* **Kutipan Terpilih**:
....

Sepucuk Surat Buat Kabut Asap

33

Pertama-tama saya mengucapkan selamat datang di kampung kami. Tanah yang sebelumnya kamu tak pernah singgahi. Maafkan jika kedatanganmu tak kami sambut dengan antusias. Padahal, kami, warga provinsi ini, manusia-manusia ramah. Kami sambut siapapun yang datang. Mulai imigran gelap hingga pekerja asing kami terima dengan hangat.

Tapi, khusus untuk dirimu, kedatanganmu menimbulkan resah. Kami tidak siap menyambutmu. Kami belum beli masker. Tabung oksigen entah berapa stoknya. Mobil pemadam pun tidak memadai. Pejabat kami malah ada yang belum tahu kedatanganmu.

Oh iya, perlu kami sampaikan bahwa energi kami juga sedang tercurah di tujuh kabupaten yang sedang mencari pemimpin baru. Pejabat kami sedang mengadu nasib periuknya apakah masih mengepul setelah pemimpin baru terpilih atau malah terlempar bersama dengan kompor-kompornya. Jadi, harap dimengertilah kalau kedatanganmu disambut dengan penuh rasa khawatir.

Oleh karena itu kami berharap, sebagai tamu yang baik, kami meminta pengertianmu. Jangan berlama-lama di tanah kami. Mohon maaf, jika kami kasar karena mengusirmu. Kami hanya tidak siap menjamu kedatanganmu. Bahkan, mereka yang sudah 17 tahun kau kunjungi rutin pun sudah tak lagi mampu menghadapi kelakuanmu. Apalagi kami, yang sama sekali tak berpengalaman menghadapimu.

Kami bersama pejabat kami, belum tahu kamu dari mana? Asalmu dari apa? Benarkah kamu berasal dari Papua, Kalimantan, atau Sumatera sana yang begitu jauh, ataukah justru berasal dari tanah-tanah kami sendiri?

....

* **Soal Tertulis**:
Tuliskan lanjutan surat untuk kabut asap di atas, dimulai setelah kalimat terakhirnya. Materi tersebut tidak ada kaitannya dengan hal ini.

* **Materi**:
....

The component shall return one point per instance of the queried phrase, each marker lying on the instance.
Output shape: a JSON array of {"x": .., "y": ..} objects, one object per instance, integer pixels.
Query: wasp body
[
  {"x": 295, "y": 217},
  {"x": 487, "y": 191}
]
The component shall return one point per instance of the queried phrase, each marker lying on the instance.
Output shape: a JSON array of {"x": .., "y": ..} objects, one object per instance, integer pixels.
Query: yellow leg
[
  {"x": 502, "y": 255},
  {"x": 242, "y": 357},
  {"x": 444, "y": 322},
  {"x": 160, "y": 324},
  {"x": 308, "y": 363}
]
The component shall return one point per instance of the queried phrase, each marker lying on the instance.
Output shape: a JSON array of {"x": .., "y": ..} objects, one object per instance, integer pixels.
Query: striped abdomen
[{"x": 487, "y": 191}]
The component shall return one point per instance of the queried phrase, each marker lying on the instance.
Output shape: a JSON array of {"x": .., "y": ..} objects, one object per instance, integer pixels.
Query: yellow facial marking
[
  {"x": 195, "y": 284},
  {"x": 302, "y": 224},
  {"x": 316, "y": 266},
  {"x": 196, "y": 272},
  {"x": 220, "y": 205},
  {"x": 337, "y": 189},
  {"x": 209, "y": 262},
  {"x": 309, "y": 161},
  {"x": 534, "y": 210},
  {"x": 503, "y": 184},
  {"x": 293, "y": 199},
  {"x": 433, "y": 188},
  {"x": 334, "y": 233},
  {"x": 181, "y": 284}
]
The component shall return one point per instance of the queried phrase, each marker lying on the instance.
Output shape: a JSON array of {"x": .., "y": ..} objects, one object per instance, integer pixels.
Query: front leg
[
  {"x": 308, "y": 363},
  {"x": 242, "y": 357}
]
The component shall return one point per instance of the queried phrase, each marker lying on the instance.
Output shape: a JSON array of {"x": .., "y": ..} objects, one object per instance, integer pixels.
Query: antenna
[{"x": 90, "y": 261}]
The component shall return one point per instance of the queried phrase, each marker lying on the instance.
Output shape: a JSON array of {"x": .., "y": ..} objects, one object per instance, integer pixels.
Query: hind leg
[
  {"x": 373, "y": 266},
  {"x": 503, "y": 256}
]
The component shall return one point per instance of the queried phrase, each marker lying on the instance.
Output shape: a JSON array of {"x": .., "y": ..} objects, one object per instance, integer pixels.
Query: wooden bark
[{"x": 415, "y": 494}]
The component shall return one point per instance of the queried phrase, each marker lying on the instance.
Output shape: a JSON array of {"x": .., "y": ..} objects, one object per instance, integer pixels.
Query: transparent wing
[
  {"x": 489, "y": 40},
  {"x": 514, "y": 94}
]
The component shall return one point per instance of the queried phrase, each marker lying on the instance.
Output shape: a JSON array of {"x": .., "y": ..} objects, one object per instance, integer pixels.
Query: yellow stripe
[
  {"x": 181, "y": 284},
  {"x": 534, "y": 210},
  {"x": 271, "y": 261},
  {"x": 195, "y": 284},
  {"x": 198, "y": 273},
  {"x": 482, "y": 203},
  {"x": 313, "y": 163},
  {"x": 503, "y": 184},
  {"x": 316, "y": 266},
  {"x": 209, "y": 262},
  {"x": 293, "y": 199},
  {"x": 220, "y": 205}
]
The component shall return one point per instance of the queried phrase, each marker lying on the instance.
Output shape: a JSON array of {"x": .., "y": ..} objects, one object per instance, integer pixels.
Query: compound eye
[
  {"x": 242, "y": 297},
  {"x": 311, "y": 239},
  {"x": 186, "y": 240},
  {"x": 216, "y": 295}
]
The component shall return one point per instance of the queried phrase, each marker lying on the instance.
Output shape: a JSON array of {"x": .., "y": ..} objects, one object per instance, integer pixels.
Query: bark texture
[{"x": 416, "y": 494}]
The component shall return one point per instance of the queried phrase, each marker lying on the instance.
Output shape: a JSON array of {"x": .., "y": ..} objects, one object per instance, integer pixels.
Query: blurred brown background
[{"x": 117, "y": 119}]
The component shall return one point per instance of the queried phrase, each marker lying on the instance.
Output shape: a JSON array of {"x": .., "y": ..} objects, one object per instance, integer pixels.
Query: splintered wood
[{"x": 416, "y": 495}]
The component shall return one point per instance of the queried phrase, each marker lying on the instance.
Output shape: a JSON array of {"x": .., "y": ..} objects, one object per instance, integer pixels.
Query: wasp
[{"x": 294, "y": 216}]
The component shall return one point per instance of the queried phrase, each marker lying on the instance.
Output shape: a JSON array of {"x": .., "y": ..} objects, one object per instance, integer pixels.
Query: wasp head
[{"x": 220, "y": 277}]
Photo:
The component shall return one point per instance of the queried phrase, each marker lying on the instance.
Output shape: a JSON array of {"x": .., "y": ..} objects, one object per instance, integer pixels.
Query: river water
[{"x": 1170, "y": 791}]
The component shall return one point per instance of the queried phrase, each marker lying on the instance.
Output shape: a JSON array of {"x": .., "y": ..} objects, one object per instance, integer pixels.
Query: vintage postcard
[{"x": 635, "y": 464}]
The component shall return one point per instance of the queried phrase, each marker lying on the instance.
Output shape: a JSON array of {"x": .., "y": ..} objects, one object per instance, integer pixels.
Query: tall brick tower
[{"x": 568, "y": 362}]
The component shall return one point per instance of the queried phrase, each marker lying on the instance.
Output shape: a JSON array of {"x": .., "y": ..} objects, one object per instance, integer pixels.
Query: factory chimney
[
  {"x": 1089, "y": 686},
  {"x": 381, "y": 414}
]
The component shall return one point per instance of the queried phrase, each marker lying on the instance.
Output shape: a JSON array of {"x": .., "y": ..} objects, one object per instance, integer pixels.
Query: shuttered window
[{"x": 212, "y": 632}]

....

* **Jawaban Latihan**:
Maklum, saat ini kami juga sedang berekspansi untuk menciptakan ibu kandungmu. Lahan-lahan kami sudah diserbu perkebunan sawit. Pemerintah kami terus mengiming-imingi agar pemilik modal datang kesini. Jangan tanya betapa dimanjakannya mereka-mereka itu.  

Pemerintah kami bangga, karena keberadaan ibumu akan membuat pundi-pundi daerah akan meningkat. Saking gembiranya, mereka tak lagi peduli tentang bagaimana cara menciptakan ibumu. Katanya, cara termurah yah membakarmu. Itulah ayah kandungmu.

Tapi, mudah-mudahan saja, ibu dan ayahmu bukan akibat ulah dari pemilik modal yang begitu dibanggakan oleh pemerintah kami. Kami hanya sedang curiga. Bukankah curiga tidak dilarang? Bukankah curiga adalah cara untuk mencari kebenaran?

Jika diharuskan memlih, kamu lahir dari pemilik modal atau dari kedunguan rakyat kami yang sengaja membakar lahannya, maka saya lebih memilih yang terakhir. Jika itu dilakukan oleh rakyat kami yang bebal, maka dengan mudah petugas kami dapat menangkap dan menghukumnya hingga jera.

Tapi jika kamu bersumber dari kelakuan pemilik modal itu, maka kami sedang berada dalam kemalangan yang sangat. Mereka adalah makhluk-makhluk yang tak tersentuh tangan hukum. Bahkan, di negeri kami, banyak tangan hukum yang justru menghamba ke mereka.

Sekarang kamu sudah terlanjur datang. Sudah dua hari ini, langit kami tak secerah biasanya. Jarak pandang kami terbatas. Aktivitas kami mulai terganggu. Mereka yang hendak terbang terpaksa terlambat atau bahkan batal. Sungguh, kehadiranmu telah menebar risau di hati kami.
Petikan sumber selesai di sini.